TÂCHES À RÉALISER:
[1] D'après l'extrait, en quelle année la DICoD a-t-elle été créée ?
[2] Modifiez le passage de l'extrait qui commence par « Parallèlement, le ministère » et se poursuit jusqu'à « des opérations militaires. » : remplacez-y « ministère » par « gouvernement ».

EXTRAIT:

%%

Parallèlement, le ministère a développé des organes de communication officielle, autrefois dans la main des chefs militaires par les SIRPA d’armée qui ont été remis au pouvoir politique au fil des ans pour aboutir à la création de la DICoD en 1998, sous une direction civile, supprimant de fait tout pouvoir d’expression de la hiérarchie pour dériver vers une communication placée sous l’autorité unique du ministre ou de son cabinet, à l’exception d’une communication opérationnelle laissée au chef d’état-major des armées relative au sujet exclusif de la conduite des opérations militaires.

 

 

Or, la censure qui s’exerce sur les chefs militaires ne se manifeste que lorsque l’un de ceux-ci émet des opinions, presque exclusivement, sur l’absence ou l’’insuffisance des moyens dont il dispose pour conduire les missions des armées, comme l’épisode récent de l’article du CEMA1 en apporte une nouvelle démonstration, alors même que ses alertes sont restées sans suite visible après les auditions successives devant les commissions de défense des assemblées. Les chefs militaires restent pourtant comptables – c’est leur devoir de chef - devant leurs troupes des moyens matériels alloués pour l’exécution de leurs missions, comme pour la défense de leurs intérêts matériels en matière de conditions de vie et de soutien des familles Et, alors que l’absence de syndicats en fait les seuls représentants de légitimes revendications. Lesquelles sont sûrement développées et expliquées dans le silence des cabinets, ministériel ou présidentiel, mais restent inconnues du public du fait de leur expression confidentielle et hiérarchique. Elles demeurent ainsi sans lendemains tangibles pour l’amélioration des moyens matériels ou de la condition militaire, ou alors, avec des retards ou des réticences budgétaires, notamment au regard des évolutions dont bénéficie la fonction publique civile, en particulier s’agissant des revendications des corps de fonctionnaires en tenue, à l’exception toutefois de la gendarmerie qui profite, en réaction, des avancées opérées en faveur de la police nationale pour laquelle la représentation syndicale se substitue à sa hiérarchie propre.

%%

DONNÉES FOURNIES:
%%

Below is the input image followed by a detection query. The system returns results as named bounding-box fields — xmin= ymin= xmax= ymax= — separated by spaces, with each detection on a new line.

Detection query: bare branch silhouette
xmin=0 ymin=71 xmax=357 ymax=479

%%

RÉSULTATS:
[1] En 1998.

[2]
Parallèlement, le gouvernement a développé des organes de communication officielle, autrefois dans la main des chefs militaires par les SIRPA d’armée qui ont été remis au pouvoir politique au fil des ans pour aboutir à la création de la DICoD en 1998, sous une direction civile, supprimant de fait tout pouvoir d’expression de la hiérarchie pour dériver vers une communication placée sous l’autorité unique du ministre ou de son cabinet, à l’exception d’une communication opérationnelle laissée au chef d’état-major des armées relative au sujet exclusif de la conduite des opérations militaires.